| SOURCE DOCUMENT |
President's Message

By Kelly Curtis, WSCA President

As we end the 2014-15 school year, we also complete a WSCA year as well, one which has been very productive and successful.  This issue of WSCAlink also marks not only the end of my WSCA Presidency, but also the end of all WSCA presidencies.  Next month will mark our official transition to Policy Governance, which will divide our WSCA Leadership Team into two sections: elected Governing Board and Committee Chairs/Staff, with an Executive Director working between the two groups.  No longer will be elect a WSCA President, but rather a Board of Directors who select a Board Chair and Assistant Board Chair each year. 

This transition is the end of years of effort by the WSCA Leadership Team – both elected and appointed. When I started on the board as Elementary VP three years ago, the conversation about policy governance was already in full swing, and the work done before and after has led our association to this point.  Because of this vision, we have much to be proud of, and even more to look forward to.  If you know anyone who has served on the WSCA Leadership Team (elected Board or Committee Chairs) anytime in the past several years, please take a moment to thank them for this service.  It has brought our association to a launching pad from which we will surely continue to grow. 
Next month I will address you as the WSCA Board Chair.  Until then, enjoy rest, relaxation and rejuvenation!
After a productive Executive Director search process, with input from current and former WSCA board members, committee chairs and WSCA members, we are pleased to introduce WSCA’s first Executive Director!

Stacy Eslick has worked in the Madison Metropolitan School District for 15 years, with experience K-12, and she has also served on the WSCA Board as Treasurer for the past two years.  She was elected by members this spring to the WSCA Governing Board, and will vacate her spot to assume the position of Executive Director July 1, 2015.

| DESCRIPTION OF THE TASK |
For each statement, decide whether it agrees with the president's message, and answer yes or no with the words of the message that settle it. 1. WSCA will continue to have presidents after the move to Policy Governance. 2. The writer joined the board as Elementary VP three years ago. 3. Stacy Eslick has served on the WSCA Board as Treasurer.

Contour annotation records:
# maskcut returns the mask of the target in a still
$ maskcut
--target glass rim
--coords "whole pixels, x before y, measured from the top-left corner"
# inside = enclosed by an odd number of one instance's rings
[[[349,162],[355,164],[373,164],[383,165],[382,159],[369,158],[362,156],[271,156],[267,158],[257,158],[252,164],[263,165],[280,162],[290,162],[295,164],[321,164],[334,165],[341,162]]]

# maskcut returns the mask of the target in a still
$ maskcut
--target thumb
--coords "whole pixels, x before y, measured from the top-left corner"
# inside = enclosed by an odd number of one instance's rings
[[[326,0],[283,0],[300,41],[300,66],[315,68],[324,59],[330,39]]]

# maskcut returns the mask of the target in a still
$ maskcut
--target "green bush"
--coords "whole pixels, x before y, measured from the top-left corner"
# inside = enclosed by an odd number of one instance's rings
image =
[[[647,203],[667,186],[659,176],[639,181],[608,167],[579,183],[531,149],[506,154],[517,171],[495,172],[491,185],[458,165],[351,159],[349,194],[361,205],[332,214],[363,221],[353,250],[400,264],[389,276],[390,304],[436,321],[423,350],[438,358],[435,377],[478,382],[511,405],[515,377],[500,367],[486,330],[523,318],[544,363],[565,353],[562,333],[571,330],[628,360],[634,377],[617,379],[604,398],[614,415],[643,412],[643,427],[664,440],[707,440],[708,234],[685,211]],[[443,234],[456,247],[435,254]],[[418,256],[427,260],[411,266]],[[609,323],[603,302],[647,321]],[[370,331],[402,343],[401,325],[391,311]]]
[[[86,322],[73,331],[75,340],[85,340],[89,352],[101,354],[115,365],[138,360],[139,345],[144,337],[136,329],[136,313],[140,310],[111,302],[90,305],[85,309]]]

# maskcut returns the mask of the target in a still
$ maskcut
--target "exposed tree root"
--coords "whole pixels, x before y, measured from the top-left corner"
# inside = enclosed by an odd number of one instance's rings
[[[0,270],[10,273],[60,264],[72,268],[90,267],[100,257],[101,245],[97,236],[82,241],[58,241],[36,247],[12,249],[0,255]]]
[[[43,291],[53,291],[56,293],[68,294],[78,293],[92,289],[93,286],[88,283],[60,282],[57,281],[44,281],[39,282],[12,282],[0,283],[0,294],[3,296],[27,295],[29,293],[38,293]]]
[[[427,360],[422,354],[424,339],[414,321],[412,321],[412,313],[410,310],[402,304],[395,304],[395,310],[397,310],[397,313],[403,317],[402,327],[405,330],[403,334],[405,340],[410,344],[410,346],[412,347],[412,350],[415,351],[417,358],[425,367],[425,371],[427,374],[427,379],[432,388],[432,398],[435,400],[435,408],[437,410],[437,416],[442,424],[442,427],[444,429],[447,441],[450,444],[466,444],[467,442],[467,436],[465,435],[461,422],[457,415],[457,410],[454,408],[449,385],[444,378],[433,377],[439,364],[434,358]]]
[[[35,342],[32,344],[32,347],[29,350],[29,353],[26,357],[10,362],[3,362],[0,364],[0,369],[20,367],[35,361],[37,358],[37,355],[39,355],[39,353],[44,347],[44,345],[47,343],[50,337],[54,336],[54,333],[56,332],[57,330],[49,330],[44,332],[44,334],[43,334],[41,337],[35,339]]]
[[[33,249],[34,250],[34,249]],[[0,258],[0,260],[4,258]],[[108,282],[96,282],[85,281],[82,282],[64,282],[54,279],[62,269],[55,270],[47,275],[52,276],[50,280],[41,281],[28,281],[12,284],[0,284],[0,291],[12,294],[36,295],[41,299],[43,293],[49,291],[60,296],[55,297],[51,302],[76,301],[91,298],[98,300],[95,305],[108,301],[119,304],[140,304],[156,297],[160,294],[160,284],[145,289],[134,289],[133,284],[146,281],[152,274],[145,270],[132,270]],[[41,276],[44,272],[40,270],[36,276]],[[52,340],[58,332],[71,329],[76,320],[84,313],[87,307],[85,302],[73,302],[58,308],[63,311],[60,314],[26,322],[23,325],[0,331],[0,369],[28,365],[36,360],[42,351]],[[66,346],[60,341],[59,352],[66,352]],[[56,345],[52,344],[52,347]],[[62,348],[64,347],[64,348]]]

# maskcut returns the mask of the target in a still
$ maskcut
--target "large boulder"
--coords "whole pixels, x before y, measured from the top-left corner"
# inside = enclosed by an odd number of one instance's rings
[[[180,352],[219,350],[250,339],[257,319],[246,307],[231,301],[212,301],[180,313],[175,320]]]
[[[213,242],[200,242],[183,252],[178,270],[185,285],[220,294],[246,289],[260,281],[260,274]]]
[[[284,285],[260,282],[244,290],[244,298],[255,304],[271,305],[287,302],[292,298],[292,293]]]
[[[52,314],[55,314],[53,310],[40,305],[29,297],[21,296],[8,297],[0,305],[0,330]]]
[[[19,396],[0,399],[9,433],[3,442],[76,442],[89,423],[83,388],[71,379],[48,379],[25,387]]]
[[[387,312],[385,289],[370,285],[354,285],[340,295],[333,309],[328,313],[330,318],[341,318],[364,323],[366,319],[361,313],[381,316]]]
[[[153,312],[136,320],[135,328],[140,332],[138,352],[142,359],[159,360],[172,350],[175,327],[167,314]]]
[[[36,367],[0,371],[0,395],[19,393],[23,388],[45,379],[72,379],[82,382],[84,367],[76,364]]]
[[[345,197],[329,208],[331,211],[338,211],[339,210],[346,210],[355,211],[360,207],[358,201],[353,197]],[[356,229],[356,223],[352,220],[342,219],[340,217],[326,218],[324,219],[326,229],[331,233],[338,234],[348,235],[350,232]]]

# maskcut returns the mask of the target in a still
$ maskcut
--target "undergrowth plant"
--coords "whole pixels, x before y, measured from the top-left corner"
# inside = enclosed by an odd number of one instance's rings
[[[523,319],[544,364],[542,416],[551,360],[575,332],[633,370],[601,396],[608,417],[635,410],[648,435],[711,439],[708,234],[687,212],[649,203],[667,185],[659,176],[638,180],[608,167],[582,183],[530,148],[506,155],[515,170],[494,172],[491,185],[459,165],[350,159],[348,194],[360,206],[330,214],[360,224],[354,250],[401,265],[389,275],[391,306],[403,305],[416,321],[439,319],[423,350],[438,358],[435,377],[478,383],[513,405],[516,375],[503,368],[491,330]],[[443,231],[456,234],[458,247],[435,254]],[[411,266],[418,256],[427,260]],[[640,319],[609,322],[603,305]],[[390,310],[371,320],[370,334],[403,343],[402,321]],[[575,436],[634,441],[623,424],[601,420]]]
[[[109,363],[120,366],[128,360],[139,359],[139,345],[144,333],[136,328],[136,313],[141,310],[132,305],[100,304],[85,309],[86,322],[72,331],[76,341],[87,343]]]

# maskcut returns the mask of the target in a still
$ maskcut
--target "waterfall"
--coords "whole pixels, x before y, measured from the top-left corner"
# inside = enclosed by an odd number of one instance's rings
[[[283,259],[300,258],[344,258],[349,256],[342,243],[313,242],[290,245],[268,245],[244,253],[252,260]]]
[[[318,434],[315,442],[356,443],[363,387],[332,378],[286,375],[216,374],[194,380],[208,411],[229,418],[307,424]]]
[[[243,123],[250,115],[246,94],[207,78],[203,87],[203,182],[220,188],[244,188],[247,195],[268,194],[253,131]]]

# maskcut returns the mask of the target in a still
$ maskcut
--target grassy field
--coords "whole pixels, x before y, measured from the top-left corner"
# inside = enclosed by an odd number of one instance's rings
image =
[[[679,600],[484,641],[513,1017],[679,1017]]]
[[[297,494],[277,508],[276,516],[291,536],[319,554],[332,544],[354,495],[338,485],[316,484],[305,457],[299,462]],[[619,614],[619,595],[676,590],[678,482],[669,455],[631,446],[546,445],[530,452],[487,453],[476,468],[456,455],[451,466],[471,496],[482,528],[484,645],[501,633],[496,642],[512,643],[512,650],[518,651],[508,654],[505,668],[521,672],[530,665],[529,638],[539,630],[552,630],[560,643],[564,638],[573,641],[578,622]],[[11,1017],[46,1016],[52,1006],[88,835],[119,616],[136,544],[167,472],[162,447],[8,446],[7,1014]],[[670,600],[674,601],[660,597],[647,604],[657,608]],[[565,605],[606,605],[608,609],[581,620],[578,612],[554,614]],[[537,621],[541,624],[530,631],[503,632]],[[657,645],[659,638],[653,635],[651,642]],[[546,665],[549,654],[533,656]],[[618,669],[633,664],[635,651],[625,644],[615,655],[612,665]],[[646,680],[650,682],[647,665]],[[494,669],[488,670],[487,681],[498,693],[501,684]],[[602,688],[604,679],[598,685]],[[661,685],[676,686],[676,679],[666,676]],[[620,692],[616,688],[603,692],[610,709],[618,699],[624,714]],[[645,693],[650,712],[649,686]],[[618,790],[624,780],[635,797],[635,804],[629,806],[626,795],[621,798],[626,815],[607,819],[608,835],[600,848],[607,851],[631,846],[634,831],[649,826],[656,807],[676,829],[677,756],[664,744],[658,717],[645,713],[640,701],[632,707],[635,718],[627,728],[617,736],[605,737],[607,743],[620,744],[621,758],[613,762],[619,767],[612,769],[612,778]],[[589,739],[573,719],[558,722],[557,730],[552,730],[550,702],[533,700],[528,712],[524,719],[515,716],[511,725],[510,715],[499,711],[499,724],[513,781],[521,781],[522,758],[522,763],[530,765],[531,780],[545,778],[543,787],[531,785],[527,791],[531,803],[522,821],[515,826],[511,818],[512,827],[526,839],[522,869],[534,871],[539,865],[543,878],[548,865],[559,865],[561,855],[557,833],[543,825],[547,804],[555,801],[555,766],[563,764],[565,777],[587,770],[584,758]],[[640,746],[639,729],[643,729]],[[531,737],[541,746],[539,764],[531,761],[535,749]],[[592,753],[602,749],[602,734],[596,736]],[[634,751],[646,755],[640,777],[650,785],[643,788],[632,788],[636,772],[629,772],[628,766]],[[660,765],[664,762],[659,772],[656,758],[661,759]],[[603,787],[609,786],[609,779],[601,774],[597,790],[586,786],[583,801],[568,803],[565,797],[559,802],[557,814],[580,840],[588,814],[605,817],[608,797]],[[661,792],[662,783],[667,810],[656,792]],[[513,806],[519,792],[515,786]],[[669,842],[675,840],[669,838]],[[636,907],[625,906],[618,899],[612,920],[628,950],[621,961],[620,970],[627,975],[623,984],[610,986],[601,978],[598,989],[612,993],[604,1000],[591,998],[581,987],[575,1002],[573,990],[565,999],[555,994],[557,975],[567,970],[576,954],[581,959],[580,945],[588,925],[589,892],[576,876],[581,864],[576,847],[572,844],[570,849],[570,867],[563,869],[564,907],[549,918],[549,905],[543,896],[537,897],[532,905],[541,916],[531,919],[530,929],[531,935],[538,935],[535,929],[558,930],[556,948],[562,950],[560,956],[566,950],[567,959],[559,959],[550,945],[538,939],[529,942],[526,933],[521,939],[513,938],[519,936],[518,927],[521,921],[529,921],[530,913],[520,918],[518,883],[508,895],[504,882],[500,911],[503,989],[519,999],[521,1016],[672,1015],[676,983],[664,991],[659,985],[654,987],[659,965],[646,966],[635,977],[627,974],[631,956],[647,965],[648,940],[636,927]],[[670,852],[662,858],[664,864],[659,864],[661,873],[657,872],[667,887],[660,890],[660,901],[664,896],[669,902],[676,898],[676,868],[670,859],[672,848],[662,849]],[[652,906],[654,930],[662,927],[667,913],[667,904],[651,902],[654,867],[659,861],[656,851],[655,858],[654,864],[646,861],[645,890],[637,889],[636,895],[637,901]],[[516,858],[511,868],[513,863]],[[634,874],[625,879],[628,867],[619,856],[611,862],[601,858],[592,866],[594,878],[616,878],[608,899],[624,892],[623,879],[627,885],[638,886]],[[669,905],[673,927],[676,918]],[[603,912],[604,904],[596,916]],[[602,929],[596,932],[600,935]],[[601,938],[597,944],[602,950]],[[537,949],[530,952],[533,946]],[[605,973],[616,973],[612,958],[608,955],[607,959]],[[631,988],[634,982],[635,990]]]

| TASK OUTPUT |
1. No: "also marks not only the end of my WSCA Presidency, but also the end of all WSCA presidencies"
2. Yes: "When I started on the board as Elementary VP three years ago"
3. Yes: "she has also served on the WSCA Board as Treasurer for the past two years"